Collected data entries ->
——————————

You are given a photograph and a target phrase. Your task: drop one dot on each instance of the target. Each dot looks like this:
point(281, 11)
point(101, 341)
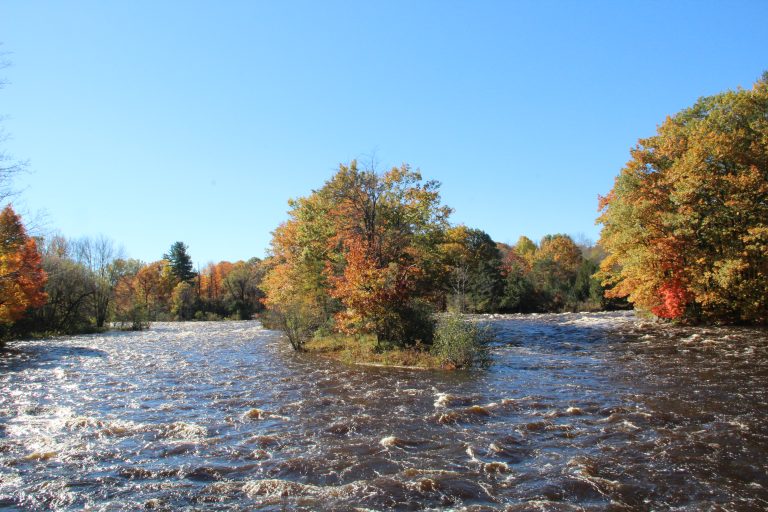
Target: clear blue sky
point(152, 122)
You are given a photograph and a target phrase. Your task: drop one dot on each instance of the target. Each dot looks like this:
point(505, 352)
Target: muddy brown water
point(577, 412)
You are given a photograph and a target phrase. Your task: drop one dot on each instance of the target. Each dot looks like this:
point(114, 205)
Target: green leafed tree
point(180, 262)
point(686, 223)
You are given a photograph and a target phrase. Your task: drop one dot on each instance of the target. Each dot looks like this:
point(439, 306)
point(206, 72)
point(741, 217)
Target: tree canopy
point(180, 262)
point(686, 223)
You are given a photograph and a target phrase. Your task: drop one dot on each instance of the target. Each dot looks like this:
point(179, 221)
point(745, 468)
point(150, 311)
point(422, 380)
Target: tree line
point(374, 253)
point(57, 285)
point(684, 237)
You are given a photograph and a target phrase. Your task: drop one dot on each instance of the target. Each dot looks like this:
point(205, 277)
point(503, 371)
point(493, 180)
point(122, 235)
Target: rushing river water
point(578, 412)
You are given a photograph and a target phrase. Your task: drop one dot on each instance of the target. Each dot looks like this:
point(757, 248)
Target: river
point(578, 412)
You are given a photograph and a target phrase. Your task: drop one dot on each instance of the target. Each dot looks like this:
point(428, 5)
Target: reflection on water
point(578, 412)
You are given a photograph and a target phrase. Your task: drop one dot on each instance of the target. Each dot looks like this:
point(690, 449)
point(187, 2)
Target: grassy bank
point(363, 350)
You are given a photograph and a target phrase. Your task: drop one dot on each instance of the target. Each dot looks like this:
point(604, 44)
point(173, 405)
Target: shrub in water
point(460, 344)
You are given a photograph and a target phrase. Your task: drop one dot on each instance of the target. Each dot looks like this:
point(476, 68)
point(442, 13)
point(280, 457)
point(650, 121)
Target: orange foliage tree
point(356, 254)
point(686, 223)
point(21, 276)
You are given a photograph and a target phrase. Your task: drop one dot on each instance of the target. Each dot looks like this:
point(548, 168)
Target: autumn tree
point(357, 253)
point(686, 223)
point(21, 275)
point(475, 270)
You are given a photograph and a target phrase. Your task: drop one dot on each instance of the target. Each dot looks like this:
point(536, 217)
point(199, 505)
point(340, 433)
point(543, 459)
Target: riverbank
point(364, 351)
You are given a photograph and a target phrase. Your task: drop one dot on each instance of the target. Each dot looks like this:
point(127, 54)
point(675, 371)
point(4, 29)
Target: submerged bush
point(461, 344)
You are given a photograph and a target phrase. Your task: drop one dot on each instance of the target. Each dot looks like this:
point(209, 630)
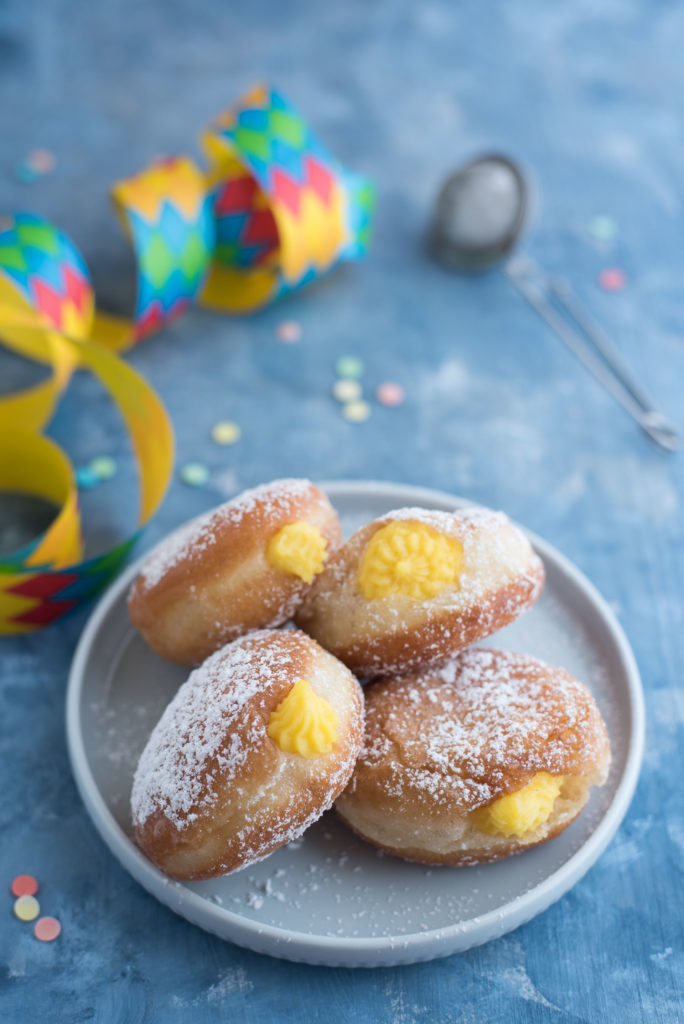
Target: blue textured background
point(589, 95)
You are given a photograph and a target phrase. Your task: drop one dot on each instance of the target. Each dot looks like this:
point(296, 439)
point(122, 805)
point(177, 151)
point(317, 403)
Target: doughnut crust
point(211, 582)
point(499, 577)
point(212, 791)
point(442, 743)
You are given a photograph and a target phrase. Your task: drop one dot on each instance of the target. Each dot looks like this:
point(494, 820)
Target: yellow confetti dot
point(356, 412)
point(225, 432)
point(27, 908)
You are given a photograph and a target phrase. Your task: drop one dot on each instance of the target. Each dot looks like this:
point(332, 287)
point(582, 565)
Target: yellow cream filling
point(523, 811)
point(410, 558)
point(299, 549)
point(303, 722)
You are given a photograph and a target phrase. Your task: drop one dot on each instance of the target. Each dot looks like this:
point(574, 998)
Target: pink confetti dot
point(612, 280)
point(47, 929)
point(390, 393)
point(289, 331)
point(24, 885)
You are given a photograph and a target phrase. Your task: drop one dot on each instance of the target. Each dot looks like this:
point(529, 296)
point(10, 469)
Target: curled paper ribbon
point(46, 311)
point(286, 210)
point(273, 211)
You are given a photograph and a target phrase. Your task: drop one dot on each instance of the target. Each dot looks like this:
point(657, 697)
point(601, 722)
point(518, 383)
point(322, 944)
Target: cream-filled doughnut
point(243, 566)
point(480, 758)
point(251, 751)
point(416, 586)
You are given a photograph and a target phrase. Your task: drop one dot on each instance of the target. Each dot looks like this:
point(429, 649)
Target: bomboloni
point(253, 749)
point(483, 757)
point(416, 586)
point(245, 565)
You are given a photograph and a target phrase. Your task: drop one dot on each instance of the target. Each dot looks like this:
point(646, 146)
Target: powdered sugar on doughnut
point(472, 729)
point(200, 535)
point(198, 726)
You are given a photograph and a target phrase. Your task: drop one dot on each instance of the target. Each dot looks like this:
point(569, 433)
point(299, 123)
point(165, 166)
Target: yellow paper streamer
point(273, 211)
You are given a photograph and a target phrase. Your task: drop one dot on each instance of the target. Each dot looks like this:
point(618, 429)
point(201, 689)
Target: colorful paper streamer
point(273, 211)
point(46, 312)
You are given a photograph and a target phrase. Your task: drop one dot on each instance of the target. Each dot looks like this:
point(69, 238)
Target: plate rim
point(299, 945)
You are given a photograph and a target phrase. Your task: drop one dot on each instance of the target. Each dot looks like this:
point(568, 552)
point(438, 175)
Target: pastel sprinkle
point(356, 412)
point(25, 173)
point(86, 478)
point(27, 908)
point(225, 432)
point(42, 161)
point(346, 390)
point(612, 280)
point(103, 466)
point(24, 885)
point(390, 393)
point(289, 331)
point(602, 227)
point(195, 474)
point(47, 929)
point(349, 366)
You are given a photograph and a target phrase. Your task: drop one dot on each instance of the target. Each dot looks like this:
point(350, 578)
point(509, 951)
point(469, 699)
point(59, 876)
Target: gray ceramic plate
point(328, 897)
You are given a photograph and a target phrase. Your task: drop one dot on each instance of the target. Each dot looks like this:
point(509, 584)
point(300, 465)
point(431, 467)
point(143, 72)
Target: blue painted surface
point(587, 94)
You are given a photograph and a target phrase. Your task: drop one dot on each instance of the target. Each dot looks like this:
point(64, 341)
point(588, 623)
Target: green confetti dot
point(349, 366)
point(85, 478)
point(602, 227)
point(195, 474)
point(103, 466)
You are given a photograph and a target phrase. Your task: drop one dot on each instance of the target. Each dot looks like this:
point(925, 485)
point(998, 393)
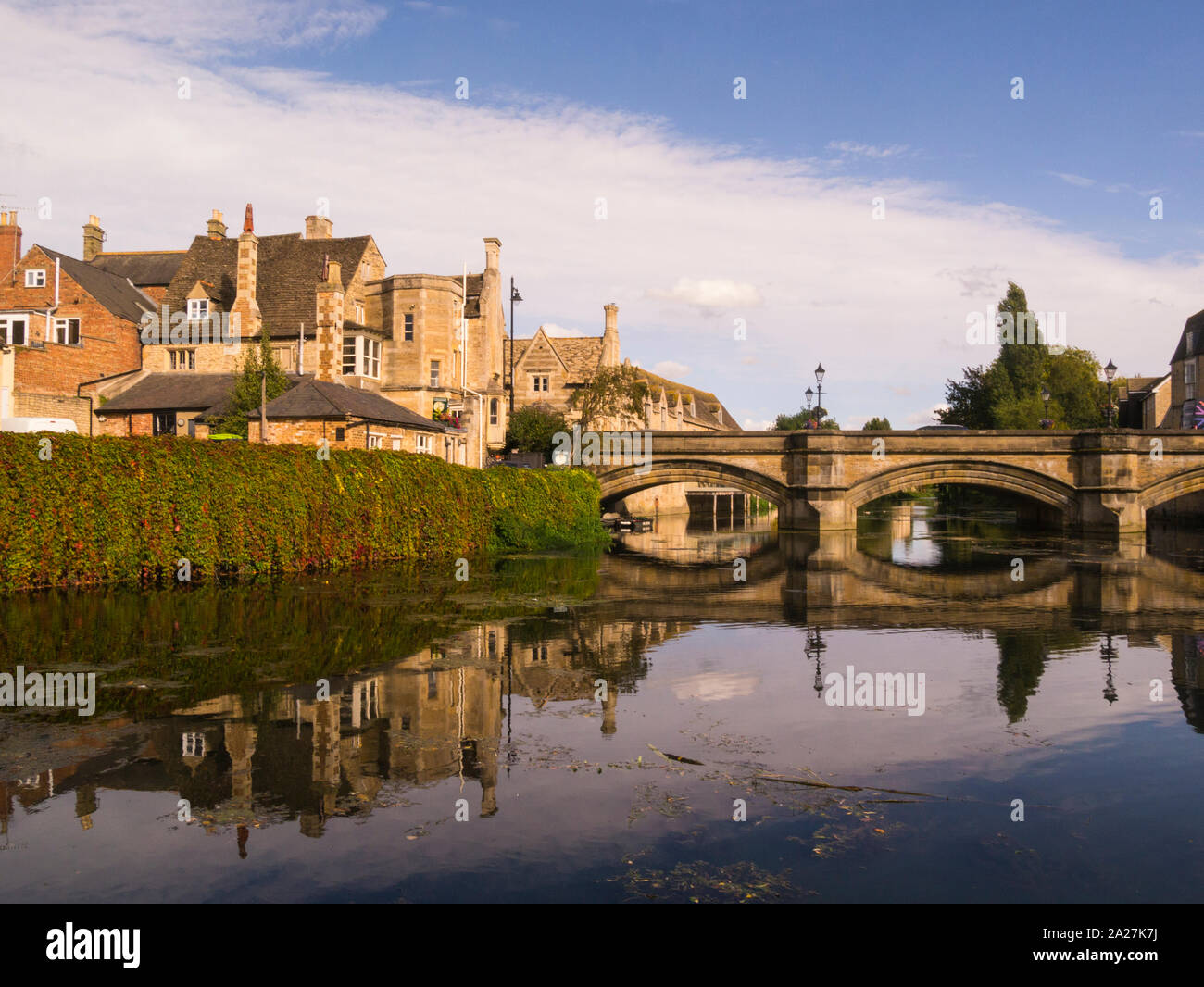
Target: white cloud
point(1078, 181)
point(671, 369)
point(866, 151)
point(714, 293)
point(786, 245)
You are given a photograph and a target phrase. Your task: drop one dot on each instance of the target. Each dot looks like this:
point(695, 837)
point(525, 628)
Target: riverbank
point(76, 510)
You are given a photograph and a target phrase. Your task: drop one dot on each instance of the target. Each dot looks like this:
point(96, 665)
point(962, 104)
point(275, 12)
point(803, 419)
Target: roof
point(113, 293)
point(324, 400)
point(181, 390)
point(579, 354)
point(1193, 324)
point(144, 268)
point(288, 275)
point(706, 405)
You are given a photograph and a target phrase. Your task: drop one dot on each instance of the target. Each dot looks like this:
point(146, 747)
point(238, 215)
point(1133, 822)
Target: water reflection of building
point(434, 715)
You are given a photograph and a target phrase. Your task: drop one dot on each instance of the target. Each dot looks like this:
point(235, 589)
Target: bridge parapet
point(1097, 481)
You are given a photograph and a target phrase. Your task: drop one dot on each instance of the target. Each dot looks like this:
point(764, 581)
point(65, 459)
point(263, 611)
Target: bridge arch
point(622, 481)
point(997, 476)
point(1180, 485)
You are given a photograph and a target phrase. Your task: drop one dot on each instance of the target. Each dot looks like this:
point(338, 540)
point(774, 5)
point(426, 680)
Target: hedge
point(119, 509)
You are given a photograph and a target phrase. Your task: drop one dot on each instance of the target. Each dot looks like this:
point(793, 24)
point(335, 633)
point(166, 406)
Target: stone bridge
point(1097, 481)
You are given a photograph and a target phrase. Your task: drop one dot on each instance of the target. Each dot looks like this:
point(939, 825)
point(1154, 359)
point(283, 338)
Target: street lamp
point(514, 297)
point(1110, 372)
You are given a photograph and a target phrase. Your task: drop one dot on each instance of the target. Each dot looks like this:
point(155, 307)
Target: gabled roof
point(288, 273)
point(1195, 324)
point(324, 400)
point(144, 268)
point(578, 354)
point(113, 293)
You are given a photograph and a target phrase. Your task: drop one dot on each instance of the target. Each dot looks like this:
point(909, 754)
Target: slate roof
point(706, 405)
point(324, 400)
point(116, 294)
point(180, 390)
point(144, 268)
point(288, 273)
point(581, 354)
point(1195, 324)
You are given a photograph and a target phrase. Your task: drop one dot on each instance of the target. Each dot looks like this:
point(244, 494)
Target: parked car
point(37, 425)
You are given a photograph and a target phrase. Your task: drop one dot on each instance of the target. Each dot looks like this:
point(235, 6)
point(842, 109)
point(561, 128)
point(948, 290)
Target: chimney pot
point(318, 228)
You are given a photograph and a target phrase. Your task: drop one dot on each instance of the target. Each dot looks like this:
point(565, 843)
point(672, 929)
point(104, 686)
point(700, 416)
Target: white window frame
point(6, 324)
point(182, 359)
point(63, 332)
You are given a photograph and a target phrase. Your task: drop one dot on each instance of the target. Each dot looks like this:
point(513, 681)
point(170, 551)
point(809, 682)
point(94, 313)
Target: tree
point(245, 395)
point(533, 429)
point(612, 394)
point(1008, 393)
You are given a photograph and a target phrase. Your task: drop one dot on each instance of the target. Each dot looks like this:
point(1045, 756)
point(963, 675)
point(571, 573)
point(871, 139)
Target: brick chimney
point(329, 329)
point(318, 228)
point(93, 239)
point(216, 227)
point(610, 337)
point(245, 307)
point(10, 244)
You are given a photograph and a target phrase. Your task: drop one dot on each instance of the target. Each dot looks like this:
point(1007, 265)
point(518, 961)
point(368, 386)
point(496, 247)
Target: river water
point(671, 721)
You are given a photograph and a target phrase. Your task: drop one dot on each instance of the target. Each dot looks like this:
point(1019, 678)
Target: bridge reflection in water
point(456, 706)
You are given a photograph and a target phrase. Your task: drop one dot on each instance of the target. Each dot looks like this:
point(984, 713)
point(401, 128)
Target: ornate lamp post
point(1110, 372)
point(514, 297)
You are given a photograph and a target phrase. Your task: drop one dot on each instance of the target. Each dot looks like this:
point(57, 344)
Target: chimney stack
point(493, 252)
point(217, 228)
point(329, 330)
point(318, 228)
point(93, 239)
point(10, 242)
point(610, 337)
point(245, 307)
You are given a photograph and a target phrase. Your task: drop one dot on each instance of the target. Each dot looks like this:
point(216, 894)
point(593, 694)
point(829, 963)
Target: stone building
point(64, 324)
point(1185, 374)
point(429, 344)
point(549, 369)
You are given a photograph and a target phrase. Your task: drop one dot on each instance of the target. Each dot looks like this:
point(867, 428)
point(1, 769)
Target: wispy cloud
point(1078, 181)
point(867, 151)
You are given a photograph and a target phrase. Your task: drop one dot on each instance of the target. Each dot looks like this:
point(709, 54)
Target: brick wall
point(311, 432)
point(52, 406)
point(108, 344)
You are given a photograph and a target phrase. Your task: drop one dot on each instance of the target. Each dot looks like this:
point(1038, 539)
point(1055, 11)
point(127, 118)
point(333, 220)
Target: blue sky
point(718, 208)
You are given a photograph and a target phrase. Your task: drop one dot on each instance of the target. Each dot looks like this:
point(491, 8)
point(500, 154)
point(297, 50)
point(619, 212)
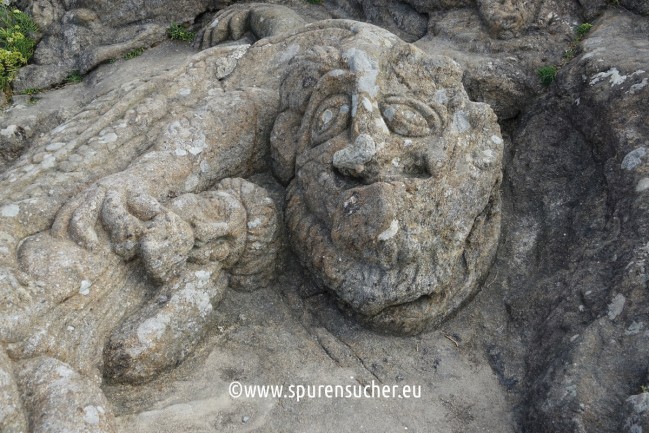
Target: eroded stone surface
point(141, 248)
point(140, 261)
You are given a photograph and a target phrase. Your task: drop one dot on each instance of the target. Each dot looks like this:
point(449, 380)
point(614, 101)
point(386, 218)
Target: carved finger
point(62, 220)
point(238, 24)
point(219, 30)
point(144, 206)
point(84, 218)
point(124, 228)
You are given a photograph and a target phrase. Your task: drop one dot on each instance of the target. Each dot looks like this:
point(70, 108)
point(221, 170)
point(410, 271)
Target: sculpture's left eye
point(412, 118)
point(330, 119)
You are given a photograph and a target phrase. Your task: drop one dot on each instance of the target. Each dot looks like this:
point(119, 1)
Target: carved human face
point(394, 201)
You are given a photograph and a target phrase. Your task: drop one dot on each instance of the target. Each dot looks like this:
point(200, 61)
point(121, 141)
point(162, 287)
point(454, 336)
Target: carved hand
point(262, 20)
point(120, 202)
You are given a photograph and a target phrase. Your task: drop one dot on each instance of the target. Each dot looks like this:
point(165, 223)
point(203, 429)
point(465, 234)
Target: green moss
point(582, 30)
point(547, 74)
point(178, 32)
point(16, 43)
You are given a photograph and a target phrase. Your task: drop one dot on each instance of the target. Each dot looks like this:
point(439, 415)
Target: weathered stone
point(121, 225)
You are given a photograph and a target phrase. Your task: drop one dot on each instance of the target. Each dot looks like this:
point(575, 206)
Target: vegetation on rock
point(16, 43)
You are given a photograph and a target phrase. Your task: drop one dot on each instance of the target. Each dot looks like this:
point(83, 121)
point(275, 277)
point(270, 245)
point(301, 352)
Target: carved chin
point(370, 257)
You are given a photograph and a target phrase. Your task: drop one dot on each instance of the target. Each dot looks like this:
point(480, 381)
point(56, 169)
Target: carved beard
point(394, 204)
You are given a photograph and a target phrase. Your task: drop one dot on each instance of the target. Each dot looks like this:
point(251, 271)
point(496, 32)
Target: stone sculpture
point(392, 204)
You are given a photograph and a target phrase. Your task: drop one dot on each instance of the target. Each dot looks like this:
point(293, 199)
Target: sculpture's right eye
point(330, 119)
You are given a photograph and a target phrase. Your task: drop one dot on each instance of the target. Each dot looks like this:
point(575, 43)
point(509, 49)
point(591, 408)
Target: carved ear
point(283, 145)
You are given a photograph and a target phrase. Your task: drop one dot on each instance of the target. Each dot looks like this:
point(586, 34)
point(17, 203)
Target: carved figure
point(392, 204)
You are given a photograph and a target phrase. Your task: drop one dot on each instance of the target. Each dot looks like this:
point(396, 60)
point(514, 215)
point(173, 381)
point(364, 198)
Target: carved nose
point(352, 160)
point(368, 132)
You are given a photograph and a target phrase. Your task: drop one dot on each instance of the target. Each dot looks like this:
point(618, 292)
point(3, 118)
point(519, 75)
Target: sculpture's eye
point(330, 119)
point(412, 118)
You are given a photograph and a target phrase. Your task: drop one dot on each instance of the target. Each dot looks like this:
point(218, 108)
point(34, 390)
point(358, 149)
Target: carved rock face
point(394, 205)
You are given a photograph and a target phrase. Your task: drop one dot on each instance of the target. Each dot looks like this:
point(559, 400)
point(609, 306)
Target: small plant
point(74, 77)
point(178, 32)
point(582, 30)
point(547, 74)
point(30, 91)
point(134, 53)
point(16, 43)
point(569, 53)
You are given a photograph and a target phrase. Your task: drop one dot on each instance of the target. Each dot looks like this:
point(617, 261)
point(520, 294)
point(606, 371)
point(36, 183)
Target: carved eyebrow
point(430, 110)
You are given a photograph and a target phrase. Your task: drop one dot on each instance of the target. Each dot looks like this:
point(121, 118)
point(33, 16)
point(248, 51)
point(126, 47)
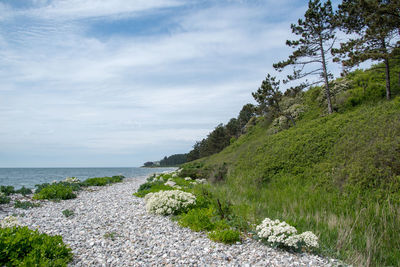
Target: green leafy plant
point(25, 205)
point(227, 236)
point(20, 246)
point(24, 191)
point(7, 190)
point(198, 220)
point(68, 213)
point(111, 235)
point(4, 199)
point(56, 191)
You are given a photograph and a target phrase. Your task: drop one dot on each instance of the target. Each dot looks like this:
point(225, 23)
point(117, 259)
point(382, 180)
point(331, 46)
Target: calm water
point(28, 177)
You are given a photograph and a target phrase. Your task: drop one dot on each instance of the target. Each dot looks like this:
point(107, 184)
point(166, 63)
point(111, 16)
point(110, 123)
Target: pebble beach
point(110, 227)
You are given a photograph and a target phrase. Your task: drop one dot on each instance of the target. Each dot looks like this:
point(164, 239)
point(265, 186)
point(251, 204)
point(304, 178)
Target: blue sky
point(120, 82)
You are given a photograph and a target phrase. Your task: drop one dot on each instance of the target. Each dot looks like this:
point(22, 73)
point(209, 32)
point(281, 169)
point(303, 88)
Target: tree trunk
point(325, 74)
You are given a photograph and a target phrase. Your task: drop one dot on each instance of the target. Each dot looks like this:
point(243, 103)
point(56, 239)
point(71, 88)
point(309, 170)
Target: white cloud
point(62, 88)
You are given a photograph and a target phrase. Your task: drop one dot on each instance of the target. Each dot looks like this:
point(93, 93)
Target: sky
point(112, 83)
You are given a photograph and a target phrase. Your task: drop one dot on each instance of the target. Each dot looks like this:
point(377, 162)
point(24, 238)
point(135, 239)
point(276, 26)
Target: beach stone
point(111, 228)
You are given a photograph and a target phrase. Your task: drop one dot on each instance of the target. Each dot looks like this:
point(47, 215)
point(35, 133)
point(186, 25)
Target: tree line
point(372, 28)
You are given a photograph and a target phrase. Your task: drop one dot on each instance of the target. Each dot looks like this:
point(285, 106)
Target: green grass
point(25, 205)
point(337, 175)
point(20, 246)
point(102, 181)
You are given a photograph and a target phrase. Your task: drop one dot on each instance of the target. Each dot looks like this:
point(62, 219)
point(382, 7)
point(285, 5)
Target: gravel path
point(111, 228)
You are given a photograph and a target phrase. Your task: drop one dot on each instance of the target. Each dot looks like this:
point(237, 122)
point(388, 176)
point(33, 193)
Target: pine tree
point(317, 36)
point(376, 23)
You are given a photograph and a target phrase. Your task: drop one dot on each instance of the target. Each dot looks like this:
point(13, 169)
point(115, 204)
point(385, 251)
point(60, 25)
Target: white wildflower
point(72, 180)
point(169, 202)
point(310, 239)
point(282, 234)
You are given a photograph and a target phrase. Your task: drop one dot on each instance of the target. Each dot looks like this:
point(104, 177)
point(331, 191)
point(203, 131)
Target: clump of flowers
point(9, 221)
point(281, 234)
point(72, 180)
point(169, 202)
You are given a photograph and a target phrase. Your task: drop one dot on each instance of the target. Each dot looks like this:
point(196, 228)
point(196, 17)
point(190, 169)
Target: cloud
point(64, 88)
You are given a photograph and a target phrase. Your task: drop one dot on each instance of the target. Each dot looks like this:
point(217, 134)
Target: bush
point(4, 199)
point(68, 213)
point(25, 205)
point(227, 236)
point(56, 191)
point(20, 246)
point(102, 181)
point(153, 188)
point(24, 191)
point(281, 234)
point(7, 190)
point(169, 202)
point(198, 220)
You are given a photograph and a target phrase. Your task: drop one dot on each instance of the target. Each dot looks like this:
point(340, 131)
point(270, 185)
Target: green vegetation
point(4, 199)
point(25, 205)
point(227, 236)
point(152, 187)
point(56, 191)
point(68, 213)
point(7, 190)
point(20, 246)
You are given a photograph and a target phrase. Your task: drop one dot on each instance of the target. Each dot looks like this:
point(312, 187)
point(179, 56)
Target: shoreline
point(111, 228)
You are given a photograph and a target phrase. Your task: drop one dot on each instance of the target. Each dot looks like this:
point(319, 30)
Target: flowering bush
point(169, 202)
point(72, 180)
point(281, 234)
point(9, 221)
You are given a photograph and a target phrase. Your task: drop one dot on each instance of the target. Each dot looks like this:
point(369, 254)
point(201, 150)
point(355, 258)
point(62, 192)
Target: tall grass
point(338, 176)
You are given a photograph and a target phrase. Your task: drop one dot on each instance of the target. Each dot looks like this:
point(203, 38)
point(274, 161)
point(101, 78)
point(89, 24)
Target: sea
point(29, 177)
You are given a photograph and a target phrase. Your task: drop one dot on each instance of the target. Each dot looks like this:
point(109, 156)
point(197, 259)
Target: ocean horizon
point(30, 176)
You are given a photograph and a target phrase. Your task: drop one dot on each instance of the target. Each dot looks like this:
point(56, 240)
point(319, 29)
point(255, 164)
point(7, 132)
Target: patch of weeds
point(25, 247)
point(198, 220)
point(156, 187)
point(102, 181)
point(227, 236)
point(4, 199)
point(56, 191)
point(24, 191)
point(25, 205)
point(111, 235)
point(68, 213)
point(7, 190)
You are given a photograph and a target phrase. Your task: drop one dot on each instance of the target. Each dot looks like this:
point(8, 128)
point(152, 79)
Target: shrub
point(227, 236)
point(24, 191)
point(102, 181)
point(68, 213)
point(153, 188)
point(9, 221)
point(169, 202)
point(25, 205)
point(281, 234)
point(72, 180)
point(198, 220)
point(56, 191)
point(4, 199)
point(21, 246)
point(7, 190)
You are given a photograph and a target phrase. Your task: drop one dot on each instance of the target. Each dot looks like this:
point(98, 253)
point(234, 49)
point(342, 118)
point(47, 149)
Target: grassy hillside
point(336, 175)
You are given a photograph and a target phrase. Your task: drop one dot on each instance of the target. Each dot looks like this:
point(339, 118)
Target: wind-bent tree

——————————

Above are the records; from them, give again exactly the lines from the one containing "point(47, 215)" through the one containing "point(217, 134)", both included.

point(47, 215)
point(35, 133)
point(186, 25)
Target: tree line
point(372, 28)
You are given a photograph and a target phrase. Your task: drop one dot on each instance of the target. Each dot looks like this:
point(285, 106)
Target: green grass
point(25, 205)
point(337, 175)
point(20, 246)
point(102, 181)
You are given a photograph and a target phrase. Your task: drop one dot on each instance of the target. Each dot looks like this:
point(62, 219)
point(382, 7)
point(285, 5)
Target: gravel path
point(111, 228)
You are given a photograph and a target phrase. Your task: drop one dot on each instance of the target. Each dot looks like this:
point(237, 122)
point(388, 176)
point(33, 193)
Target: pine tree
point(317, 36)
point(376, 23)
You are given a photograph and a target phrase. Your task: drop one dot on each instance of the target. Each dot looks like this:
point(13, 169)
point(115, 204)
point(385, 251)
point(60, 25)
Target: white wildflower
point(72, 180)
point(169, 202)
point(310, 239)
point(282, 234)
You are given a photograph and a target phrase. Your task: drop one dot on each instance of the target. Each dot looks like this:
point(104, 177)
point(331, 191)
point(203, 131)
Target: clump of flowers
point(9, 221)
point(281, 234)
point(72, 180)
point(169, 202)
You are given a photograph and a target phrase. Your task: drop one dot on each instance of the target. Each dot looks like this:
point(196, 228)
point(196, 17)
point(190, 169)
Target: cloud
point(64, 88)
You are given a photograph and a target phrase. Your task: drop one dot on each instance of the target. Each dot looks like this:
point(217, 134)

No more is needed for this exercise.